### TASK
Your task is to write out exactly the lines from the line containing "Place one point per instance of the window." through the end of the records, inclusive at both ends.

+++ RECORDED DATA

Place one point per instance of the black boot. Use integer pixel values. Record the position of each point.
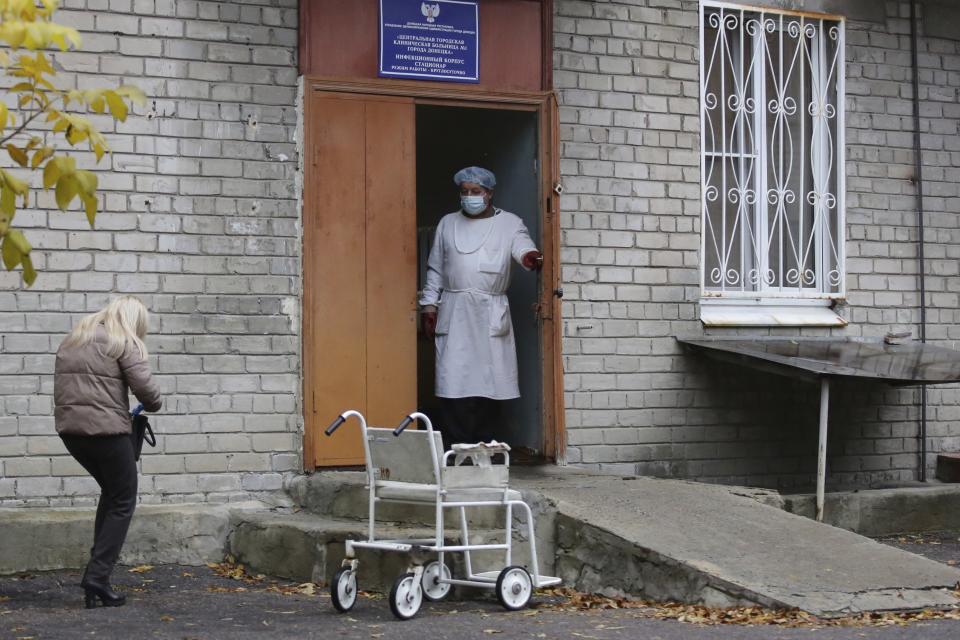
(107, 596)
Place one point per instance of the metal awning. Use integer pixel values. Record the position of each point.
(913, 363)
(820, 359)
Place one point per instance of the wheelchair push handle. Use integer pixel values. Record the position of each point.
(403, 425)
(334, 425)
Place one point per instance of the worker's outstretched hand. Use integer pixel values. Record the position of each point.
(532, 260)
(428, 323)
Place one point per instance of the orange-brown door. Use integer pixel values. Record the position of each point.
(359, 324)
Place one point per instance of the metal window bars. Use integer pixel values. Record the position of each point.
(772, 119)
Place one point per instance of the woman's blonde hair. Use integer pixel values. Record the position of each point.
(125, 320)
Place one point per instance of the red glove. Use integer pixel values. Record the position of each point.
(428, 323)
(532, 260)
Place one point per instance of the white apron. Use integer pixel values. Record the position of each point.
(467, 277)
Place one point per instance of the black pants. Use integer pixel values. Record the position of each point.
(469, 420)
(109, 459)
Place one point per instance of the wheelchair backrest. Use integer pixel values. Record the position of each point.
(404, 458)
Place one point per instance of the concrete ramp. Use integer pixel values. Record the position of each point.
(691, 542)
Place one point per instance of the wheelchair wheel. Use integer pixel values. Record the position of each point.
(514, 588)
(433, 589)
(343, 589)
(406, 596)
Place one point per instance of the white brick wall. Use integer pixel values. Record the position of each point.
(198, 218)
(627, 75)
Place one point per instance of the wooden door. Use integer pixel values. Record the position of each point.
(359, 280)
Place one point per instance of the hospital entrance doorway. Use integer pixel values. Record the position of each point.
(505, 141)
(378, 176)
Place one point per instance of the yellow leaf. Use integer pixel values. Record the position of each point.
(19, 186)
(142, 568)
(87, 180)
(11, 256)
(51, 173)
(118, 108)
(8, 207)
(13, 32)
(18, 155)
(66, 191)
(29, 273)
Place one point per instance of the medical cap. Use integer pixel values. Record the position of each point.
(476, 175)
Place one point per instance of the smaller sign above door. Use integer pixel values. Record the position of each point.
(429, 40)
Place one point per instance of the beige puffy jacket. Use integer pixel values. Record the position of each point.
(90, 389)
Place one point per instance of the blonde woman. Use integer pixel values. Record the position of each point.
(101, 360)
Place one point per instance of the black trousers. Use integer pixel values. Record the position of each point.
(109, 459)
(469, 420)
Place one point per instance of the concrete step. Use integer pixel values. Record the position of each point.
(308, 547)
(883, 512)
(689, 542)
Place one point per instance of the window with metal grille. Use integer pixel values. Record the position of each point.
(771, 87)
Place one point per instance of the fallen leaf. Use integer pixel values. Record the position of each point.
(141, 568)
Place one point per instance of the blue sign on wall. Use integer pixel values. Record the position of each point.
(429, 40)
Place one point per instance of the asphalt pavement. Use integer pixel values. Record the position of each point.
(223, 602)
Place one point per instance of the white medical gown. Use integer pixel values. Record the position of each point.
(467, 278)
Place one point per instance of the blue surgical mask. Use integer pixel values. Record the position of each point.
(473, 205)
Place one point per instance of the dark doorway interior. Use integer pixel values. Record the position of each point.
(504, 141)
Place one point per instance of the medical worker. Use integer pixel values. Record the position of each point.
(464, 307)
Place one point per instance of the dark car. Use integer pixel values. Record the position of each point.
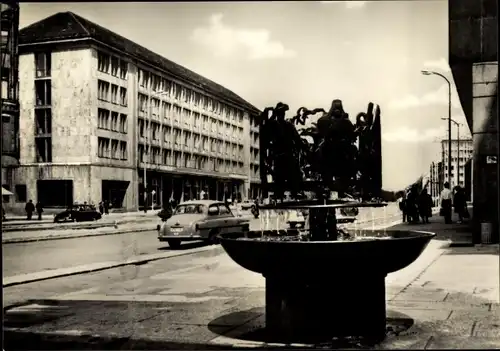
(78, 213)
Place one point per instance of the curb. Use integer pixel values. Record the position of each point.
(19, 339)
(71, 236)
(68, 226)
(64, 272)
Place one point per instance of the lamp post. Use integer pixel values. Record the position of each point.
(429, 73)
(458, 146)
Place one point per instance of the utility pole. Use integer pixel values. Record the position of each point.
(428, 73)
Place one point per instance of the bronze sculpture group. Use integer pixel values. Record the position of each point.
(324, 156)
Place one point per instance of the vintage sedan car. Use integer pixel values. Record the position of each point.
(78, 213)
(200, 220)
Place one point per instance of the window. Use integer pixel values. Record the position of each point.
(43, 64)
(43, 93)
(143, 103)
(115, 66)
(123, 123)
(102, 90)
(102, 118)
(114, 149)
(114, 122)
(103, 147)
(123, 70)
(166, 109)
(43, 148)
(21, 193)
(155, 83)
(43, 120)
(143, 78)
(114, 94)
(103, 62)
(123, 96)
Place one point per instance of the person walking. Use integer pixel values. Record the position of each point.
(425, 206)
(446, 203)
(39, 210)
(29, 208)
(411, 205)
(459, 203)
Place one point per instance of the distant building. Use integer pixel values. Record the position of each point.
(98, 109)
(9, 13)
(458, 161)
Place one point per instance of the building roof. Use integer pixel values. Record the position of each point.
(68, 25)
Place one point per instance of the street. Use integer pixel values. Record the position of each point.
(55, 254)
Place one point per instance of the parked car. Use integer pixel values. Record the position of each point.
(78, 213)
(246, 205)
(200, 220)
(296, 218)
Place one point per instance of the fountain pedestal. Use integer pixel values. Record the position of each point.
(320, 309)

++++++

### ANSWER TO THIS EXERCISE
Place one point per instance of the window. Use integer pixel values. Record the position of each point.
(43, 64)
(43, 93)
(143, 103)
(115, 66)
(123, 123)
(102, 90)
(102, 118)
(114, 149)
(114, 122)
(103, 147)
(123, 70)
(166, 109)
(43, 148)
(21, 193)
(155, 83)
(43, 120)
(143, 78)
(114, 94)
(103, 62)
(123, 96)
Place one point per instance of the person walking. Use integer pixel values. Record the position of each point.
(425, 206)
(446, 203)
(39, 210)
(29, 208)
(411, 205)
(459, 203)
Place one point per instance of the distant building. Use integer pixel values. Record the position of each point.
(98, 109)
(9, 13)
(458, 161)
Place one point per instance of the building roof. Use integer pixel values. Record the position of each point.
(68, 25)
Place one point per instance of the street. Use integer pixel values. Record the position of each point.
(55, 254)
Place one point per instance of the parked car. Use integer pixel values. Record the position of each point.
(78, 213)
(246, 205)
(200, 220)
(296, 218)
Place one point per instance of the fountain pedestal. Use integer pixel values. Record the position of each point.
(320, 309)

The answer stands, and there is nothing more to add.